Job:
Please reproduce the passage on regional revenue and earnings, beginning at the words "Growth was also" and stopping after "2014 consolidated revenue.", and swap "face-to-face" for "in-person" throughout.

··· Page excerpt ···

The Ibero-LATAM region reported a + 6.8% increase in revenue on a like-for-like basis. Reported growth came to just + 1.0% due to the negative currency effect arising primarily on the decline in the Brazilian real, Argentine peso and Colombian peso against the euro over the year.
Despite the lackluster local economy, revenue in Brazil was lifted in the second half by the start-up of new contracts signed with existing customers, in particular with facilities recently opened in the north of the country.
The solid performance of operations in El Salvador and the Dominican Republic helped to drive growth in the nearshore business serving the US market.
Operations in Portugal turned in the region's fastest growth, powered by the success of the Lisbon-based multilingual platforms.
- Continental Europe & MEA
Regional revenue rose by + 9.5% like-for-like and + 7.6% as reported, held back by the negative currency effect caused primarily by the decline in the Russian ruble and the Swedish krona against the euro.
The Group is continuing to post solid business gains with global customers, particularly in the Netherlands, Eastern Europe (Russia, Poland and Romania) and Southern Europe (Greece, Turkey and Egypt). The late-year start-up of the new contact center in Poland to serve the German market is promising and illustrates the further reinforcement of the Group's global footprint with new offshore solutions.
Growth was also positively impacted by the fast development in business at the TLScontact subsidiary, specialized in face-to-face services.
Given their challenging situation, operations in mainland France saw business decline over the year, to the point that they accounted for just 4% of 2014 consolidated revenue.
EBITDA before non-recurring items amounted to €376 million, up + 15.7% year-on-year and representing 13.6% of revenue, a further 0.3-point improvement on 2013.
EBITA before non-recurring items rose by + 18.2% to €267 million from €226 million in 2013, while EBITA margin before non-recurring items widened by 0.4 points to 9.7% from 9.3% a year earlier, in line with the target.
EBITA BEFORE NON-RECURRING ITEMS BY REGION – EXCLUDING HOLDING COMPANIES
English-speaking market & Asia-Pacific
|% of revenue||11.2%||10.0%|
|% of revenue||10.8%||11.8%|
Continental Europe & MEA
|% of revenue||2.2%||1.8%|
Total – including holding companies
|% of revenue||9.7%||9.3%|
The English-speaking market & Asia-Pacific region saw its EBITA margin before non-recurring items improve to 11.2% from 10.0 % in 2013, led by the strong growth in business volumes, the integration of Aegis USA Inc. operations (of which a large proportion are based in the Philippines), and a favorable currency effect.

··· Material supplied ···

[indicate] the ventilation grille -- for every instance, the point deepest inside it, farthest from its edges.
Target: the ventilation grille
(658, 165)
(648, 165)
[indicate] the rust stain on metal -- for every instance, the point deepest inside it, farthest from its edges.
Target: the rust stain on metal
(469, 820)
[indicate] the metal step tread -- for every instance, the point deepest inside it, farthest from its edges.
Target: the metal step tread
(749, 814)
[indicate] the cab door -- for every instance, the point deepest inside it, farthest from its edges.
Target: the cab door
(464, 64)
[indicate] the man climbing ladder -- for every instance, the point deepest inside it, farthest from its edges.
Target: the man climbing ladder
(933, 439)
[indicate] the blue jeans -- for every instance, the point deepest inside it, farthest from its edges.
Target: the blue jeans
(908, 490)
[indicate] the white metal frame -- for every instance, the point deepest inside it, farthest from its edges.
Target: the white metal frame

···

Task answer:
Growth was also positively impacted by the fast development in business at the TLScontact subsidiary, specialized in in-person services.
Given their challenging situation, operations in mainland France saw business decline over the year, to the point that they accounted for just 4% of 2014 consolidated revenue.